#### [ASSIGNED TASK]
Report each line from the listing that the string "paved" appears in.

#### [DATASET RECORDS]
━━━━━━━━
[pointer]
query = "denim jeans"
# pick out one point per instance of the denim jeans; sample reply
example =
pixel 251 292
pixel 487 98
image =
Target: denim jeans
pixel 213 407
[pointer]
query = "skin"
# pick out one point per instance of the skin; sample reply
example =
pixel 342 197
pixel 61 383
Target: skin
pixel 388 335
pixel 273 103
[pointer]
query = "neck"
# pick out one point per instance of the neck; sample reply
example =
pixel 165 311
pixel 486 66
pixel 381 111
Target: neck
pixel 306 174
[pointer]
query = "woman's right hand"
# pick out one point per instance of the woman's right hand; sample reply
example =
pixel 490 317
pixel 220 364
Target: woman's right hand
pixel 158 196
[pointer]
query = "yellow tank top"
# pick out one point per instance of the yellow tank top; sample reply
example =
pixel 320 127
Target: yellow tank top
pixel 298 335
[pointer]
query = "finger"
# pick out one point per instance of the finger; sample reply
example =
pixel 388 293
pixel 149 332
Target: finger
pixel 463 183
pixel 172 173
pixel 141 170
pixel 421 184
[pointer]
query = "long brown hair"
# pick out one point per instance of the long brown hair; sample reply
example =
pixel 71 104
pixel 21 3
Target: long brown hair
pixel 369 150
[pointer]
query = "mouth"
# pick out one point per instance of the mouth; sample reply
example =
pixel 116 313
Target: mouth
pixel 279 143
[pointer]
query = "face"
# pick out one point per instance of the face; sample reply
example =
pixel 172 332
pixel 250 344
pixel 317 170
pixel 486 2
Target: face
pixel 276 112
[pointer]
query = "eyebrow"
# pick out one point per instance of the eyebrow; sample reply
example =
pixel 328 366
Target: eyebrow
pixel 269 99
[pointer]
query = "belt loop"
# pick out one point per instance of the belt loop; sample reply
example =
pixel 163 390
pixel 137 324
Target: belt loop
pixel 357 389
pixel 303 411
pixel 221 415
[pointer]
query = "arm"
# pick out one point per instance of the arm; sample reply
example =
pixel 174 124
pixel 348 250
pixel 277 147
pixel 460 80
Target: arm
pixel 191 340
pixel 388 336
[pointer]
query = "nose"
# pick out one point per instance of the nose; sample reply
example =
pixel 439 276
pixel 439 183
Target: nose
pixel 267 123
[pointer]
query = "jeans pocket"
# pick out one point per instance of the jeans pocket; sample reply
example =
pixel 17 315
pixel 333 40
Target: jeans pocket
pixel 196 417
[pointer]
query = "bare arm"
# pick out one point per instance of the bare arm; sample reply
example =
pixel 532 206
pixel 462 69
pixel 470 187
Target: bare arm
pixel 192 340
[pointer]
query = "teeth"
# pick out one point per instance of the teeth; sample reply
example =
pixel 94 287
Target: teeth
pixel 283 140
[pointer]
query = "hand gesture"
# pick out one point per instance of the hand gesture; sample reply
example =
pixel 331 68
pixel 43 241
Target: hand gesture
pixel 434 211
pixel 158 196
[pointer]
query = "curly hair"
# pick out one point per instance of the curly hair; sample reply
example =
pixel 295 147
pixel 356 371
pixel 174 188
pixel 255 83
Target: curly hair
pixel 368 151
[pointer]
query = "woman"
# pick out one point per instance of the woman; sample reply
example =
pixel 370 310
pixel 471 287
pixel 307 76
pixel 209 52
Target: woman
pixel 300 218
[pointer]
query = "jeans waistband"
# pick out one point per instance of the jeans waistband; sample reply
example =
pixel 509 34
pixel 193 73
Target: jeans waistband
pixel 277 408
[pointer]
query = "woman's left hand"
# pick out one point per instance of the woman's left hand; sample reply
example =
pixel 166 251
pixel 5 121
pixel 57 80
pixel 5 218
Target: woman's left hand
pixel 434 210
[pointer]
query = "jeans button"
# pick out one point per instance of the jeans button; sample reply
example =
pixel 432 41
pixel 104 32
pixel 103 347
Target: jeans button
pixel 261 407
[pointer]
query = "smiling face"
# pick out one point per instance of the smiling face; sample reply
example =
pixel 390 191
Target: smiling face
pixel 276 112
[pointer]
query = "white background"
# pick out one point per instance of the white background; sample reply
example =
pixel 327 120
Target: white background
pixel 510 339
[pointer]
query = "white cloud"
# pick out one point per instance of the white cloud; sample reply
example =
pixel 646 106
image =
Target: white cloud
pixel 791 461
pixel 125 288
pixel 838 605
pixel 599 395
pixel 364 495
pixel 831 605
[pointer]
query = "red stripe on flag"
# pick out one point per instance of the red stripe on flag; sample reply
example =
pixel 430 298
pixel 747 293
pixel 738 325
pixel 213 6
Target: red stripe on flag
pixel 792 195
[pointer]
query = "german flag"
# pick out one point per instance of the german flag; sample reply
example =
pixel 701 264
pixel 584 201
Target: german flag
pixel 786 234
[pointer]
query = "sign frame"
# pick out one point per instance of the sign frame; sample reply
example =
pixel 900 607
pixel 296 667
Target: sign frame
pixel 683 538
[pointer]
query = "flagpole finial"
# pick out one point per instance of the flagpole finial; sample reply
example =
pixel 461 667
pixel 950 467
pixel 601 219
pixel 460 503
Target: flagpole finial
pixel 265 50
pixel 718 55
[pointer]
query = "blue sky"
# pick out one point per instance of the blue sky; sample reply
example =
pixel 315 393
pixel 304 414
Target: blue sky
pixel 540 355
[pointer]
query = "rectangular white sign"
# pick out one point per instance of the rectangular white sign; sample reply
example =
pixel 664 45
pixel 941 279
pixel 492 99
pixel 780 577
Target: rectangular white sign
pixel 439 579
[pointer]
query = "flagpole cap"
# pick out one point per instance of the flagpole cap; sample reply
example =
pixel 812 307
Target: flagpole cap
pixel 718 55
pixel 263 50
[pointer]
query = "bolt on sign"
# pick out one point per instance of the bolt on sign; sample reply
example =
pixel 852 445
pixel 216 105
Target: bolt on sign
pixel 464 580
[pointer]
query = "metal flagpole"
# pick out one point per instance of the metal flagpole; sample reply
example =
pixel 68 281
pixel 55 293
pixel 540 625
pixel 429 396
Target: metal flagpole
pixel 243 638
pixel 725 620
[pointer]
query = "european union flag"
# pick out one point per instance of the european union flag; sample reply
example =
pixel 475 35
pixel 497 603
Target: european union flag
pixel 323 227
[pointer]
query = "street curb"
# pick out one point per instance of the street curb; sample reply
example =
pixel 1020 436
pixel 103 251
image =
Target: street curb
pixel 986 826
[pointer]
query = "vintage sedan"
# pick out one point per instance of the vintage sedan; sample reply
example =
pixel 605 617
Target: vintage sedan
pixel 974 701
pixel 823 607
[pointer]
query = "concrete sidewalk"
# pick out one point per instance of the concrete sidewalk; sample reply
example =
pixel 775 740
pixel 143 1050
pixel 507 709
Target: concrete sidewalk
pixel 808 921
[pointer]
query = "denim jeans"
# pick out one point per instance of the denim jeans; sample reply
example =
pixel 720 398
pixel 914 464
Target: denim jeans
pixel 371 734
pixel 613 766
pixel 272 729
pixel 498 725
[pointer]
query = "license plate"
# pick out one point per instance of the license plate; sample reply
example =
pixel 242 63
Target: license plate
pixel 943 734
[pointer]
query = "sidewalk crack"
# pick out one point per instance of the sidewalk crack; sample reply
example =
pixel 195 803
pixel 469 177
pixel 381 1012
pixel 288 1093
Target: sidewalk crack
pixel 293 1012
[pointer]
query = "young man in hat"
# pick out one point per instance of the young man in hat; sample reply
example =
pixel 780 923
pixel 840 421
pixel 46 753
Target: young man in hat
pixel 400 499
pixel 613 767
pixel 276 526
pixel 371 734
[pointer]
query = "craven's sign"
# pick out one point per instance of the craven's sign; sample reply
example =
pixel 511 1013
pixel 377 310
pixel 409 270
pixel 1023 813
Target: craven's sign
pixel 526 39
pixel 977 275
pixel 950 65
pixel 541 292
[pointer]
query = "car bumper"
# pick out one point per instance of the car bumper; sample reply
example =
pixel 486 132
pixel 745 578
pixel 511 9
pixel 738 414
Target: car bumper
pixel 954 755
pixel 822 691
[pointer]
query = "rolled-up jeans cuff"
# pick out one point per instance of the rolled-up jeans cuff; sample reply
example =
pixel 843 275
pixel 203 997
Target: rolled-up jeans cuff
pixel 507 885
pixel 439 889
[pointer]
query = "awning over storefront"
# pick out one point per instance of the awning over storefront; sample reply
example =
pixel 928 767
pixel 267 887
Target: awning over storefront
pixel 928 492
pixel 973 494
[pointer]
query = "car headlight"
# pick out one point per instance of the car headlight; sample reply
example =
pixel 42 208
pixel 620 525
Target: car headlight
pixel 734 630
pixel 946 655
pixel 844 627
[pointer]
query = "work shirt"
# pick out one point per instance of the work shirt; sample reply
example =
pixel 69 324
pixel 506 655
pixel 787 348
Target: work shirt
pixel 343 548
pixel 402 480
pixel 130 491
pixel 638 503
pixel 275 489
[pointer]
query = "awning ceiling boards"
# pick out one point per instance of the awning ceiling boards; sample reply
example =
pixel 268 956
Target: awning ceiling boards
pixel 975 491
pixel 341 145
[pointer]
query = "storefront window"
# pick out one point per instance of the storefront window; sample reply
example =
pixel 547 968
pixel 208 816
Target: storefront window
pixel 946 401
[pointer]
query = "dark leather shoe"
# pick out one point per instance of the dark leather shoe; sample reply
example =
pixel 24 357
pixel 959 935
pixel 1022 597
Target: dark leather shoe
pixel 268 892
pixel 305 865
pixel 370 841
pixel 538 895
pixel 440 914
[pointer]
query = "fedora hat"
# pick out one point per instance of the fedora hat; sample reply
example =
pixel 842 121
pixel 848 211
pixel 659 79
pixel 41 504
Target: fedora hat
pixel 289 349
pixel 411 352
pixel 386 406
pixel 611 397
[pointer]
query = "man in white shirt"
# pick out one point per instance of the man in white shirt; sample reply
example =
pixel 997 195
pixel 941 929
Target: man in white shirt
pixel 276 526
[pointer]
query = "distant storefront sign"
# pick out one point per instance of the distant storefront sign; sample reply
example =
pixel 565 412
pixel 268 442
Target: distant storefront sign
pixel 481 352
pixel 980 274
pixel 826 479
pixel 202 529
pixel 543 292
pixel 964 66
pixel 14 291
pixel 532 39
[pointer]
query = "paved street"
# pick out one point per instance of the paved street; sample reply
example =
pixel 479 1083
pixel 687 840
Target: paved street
━━━━━━━━
#### [ANSWER SPACE]
query = "paved street"
# pick out one point per instance of the paved street; sample reply
Target: paved street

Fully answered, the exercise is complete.